### DOCUMENT SECTION
Officials with the Montana Department of Public Health and Human Services have confirmed the first death associated with the use of vaping, or flavored e-cigarettes.

Public Information Officer Jon Ebelt said the individual was in their late teens with a history of using vaping products, however, the victim’s gender and hometown could not be disclosed due to security concerns.

Ebelt included a personal message from Governor Steve Bullock:

“My heartfelt sympathies go out to the family who has lost a loved one way too soon,” Governor Bullock said. “This tragedy truly hits home. I urge Montanans to take the recommendations being issued by public health officials very seriously until more is known about this public health crisis.”

Updating the statistics in Montana, there have been three confirmed cases of pulmonary illness associated with vaping, and now one death. There have been 26 deaths nationwide as of Wednesday, October 16.

State Medical Officer Dr. Greg Holzman said the search is on for the actual cause of the vaping-related illnesses and deaths.

### WHAT THIS EXERCISE ASKS
A. Rewrite the paragraph of the vaping death report that begins "Updating the statistics in Montana" as a short bulleted list that keeps its main figures.
B. Write the next part of the report on Montana's first vaping-related death, picking up after its last sentence.

Dataset items
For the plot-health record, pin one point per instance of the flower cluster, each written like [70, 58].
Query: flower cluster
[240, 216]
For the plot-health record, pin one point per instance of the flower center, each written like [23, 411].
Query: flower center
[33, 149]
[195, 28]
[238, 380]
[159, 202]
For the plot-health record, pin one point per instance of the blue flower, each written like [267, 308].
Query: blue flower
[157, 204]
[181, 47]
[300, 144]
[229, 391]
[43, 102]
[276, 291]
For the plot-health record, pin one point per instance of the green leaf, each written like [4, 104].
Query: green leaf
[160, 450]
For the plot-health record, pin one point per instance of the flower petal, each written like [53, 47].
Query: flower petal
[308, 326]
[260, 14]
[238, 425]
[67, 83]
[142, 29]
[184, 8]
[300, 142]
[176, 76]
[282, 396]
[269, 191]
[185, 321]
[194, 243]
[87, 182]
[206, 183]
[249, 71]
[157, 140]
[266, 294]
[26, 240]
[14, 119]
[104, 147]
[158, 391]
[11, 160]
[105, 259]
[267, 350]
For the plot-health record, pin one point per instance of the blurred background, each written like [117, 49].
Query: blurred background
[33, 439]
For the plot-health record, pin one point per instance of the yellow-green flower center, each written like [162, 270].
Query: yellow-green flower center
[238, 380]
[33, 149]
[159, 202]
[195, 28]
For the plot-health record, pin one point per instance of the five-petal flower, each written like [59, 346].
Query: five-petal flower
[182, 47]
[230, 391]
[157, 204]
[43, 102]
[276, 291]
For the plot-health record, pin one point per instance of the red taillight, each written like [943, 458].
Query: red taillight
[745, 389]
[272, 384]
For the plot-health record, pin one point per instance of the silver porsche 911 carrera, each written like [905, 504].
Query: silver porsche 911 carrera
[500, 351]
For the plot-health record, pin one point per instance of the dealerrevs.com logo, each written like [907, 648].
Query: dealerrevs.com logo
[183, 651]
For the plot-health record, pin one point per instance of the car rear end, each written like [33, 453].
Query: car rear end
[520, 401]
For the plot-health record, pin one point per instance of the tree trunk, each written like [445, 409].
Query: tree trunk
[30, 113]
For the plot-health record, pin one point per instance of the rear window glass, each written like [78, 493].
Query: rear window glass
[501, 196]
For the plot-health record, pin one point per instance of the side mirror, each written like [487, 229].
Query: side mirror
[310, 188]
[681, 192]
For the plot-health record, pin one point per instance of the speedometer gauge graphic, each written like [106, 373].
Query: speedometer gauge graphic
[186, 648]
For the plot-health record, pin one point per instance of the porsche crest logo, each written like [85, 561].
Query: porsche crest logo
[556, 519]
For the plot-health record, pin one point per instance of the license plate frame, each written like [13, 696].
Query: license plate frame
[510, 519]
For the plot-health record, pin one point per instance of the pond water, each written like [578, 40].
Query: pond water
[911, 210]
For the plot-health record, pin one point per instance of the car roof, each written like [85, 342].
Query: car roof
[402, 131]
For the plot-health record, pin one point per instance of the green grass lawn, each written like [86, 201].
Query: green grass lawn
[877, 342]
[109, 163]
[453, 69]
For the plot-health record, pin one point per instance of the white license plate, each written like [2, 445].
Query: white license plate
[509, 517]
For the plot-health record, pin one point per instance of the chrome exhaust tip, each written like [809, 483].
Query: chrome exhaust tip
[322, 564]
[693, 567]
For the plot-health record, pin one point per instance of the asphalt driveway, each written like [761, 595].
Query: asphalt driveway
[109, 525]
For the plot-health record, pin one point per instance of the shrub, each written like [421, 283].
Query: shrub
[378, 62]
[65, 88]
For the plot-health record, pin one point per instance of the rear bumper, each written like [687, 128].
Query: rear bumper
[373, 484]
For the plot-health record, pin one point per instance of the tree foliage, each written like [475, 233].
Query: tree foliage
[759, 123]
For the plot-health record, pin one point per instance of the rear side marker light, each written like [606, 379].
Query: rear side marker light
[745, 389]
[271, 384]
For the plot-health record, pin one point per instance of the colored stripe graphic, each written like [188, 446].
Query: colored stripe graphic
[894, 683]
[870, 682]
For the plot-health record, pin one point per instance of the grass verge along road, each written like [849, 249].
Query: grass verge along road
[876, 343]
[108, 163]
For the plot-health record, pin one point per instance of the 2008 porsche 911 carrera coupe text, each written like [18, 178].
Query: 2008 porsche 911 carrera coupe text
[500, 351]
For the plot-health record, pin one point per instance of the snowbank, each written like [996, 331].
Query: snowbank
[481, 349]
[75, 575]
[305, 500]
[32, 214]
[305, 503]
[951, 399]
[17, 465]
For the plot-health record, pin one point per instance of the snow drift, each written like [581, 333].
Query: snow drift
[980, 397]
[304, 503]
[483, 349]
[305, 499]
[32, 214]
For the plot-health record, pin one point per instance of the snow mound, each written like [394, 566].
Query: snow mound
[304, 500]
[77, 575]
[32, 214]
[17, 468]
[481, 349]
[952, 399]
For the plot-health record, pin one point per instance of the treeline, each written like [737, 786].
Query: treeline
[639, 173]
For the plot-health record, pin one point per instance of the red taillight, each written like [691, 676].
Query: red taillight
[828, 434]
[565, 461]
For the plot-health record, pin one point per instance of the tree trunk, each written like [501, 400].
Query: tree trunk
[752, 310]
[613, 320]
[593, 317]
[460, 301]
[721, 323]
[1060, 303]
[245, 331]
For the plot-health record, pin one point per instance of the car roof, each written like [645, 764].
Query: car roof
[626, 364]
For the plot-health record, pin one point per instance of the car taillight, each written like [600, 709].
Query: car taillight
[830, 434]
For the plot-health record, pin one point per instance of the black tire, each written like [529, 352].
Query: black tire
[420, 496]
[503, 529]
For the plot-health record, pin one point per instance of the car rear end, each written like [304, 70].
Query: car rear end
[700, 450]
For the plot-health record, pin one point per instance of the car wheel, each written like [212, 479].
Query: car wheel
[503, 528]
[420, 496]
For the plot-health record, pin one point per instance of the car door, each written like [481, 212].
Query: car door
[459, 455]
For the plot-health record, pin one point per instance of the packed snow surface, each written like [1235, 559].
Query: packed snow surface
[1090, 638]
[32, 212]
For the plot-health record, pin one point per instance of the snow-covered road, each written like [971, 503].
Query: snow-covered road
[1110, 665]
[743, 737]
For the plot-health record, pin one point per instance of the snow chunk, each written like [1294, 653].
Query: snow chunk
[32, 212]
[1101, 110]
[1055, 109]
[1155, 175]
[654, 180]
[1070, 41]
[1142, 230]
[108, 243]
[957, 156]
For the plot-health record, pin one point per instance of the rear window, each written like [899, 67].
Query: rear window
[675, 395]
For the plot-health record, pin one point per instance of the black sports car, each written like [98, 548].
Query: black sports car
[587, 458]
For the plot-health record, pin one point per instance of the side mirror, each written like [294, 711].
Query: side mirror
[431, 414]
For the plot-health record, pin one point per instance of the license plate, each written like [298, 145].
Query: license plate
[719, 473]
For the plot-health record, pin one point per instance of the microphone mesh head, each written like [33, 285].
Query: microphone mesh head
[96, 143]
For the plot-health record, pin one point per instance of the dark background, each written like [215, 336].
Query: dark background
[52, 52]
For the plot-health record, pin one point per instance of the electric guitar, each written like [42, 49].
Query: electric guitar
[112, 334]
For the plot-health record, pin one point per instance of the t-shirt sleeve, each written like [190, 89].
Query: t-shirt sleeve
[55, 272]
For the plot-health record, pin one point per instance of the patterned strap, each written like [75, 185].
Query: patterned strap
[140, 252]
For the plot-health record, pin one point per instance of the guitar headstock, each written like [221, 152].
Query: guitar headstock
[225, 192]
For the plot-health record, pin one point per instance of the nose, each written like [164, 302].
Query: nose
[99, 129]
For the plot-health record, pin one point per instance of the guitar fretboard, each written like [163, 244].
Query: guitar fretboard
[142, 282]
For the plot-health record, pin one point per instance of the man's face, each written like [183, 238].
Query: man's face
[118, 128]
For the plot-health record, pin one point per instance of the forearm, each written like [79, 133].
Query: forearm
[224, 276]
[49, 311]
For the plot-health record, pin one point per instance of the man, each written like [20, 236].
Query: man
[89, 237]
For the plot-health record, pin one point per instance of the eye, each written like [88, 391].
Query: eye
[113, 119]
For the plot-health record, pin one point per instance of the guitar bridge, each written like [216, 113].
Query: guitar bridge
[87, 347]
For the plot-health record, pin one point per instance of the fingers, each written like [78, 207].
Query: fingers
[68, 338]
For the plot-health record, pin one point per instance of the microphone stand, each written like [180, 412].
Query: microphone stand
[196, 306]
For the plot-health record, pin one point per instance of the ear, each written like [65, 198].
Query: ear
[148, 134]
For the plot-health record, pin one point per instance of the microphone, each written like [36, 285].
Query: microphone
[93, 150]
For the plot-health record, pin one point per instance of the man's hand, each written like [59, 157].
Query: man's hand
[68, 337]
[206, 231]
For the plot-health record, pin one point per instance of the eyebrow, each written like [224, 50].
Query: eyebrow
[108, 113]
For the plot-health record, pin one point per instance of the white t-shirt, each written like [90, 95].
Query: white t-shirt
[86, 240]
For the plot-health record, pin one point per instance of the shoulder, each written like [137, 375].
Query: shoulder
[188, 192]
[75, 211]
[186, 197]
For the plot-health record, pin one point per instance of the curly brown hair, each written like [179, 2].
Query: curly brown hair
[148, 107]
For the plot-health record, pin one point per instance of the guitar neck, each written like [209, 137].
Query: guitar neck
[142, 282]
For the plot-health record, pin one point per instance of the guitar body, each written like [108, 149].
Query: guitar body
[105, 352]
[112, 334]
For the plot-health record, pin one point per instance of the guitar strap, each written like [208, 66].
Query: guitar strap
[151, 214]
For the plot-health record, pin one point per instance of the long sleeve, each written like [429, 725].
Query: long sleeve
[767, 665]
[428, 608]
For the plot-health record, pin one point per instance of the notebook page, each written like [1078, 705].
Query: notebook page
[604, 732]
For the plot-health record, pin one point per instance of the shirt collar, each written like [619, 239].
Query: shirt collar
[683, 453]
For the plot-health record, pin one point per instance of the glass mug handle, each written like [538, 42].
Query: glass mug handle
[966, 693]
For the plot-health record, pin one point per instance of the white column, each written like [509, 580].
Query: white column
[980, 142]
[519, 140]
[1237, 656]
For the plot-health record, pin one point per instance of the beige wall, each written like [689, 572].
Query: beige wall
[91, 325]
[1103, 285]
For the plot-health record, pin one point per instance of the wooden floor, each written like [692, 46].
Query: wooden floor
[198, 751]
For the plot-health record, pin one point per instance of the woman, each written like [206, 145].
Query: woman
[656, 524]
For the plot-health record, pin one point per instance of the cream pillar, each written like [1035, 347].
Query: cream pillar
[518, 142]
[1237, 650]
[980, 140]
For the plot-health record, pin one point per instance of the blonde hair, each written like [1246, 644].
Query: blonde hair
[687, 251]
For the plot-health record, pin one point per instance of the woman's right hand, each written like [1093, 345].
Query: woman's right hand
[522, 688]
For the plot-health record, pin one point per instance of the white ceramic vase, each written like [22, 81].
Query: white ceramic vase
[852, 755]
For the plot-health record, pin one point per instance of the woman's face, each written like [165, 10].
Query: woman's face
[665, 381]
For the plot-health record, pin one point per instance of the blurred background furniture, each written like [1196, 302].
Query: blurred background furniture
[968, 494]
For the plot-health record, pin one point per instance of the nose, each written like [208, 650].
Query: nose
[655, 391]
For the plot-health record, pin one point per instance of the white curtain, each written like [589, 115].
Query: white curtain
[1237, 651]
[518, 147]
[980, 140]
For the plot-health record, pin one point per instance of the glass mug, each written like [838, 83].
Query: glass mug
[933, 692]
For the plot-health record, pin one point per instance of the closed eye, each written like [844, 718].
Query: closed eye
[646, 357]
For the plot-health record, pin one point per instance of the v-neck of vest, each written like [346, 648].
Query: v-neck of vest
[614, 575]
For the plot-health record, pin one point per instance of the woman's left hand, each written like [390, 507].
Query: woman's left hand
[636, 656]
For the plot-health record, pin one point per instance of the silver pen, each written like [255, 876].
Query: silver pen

### TASK RESPONSES
A.
- Montana: three confirmed cases of pulmonary illness tied to vaping
- Montana: one death
- Nationwide: 26 deaths as of Wednesday, October 16

B.
“That’s the million dollar question that we’re all trying to figure out,” said Dr. Holzman. “Sadly, we don’t have an answer, and that’s where this investigation is headed, so that we can get a handle on this outbreak. We have a broad definition of what might fall into these cases. Hopefully, we’ll get an answer and soon, but at this point in time we don’t have a good understanding of what’s happening. We just know that a lot of people are getting very sick.”

Holzman again emphasized the importance of ceasing the use of vaping products.

DPHHS State Epidemiologist Laura Williamson asks anyone who may have symptoms of pulmonary disease to save any leftover products so that state officials can test them.

“For those who have been affected, we’re asking them to save their vaping products,” said Williamson. “The DPHHS is working with local health departments across the state and conduct an interview with patients. We’re asking patients in great detail about how they vape and where they bought the vaping products. We’re also asking them if they noticed any changes in their vapes. Do they taste different, do they look different? We’re really trying to get to the bottom of what is causing this illness. We are coordinating with the FDA. They have a lab that is testing these products and we’re working on trying to determine what substance or substances might be causing this illness.”

KGVO News asked Ebelt if the State of Montana has received any official notice of a legal challenge to Governor Bullock’s proposed ban of flavored e-cigarettes set to start on October 22.

“We’re certainly following what’s going across the nation,” said Ebelt. “At this point in time in Montana we don’t have any knowledge of that happening, but if it does, it will go through the court system like it is in other states.”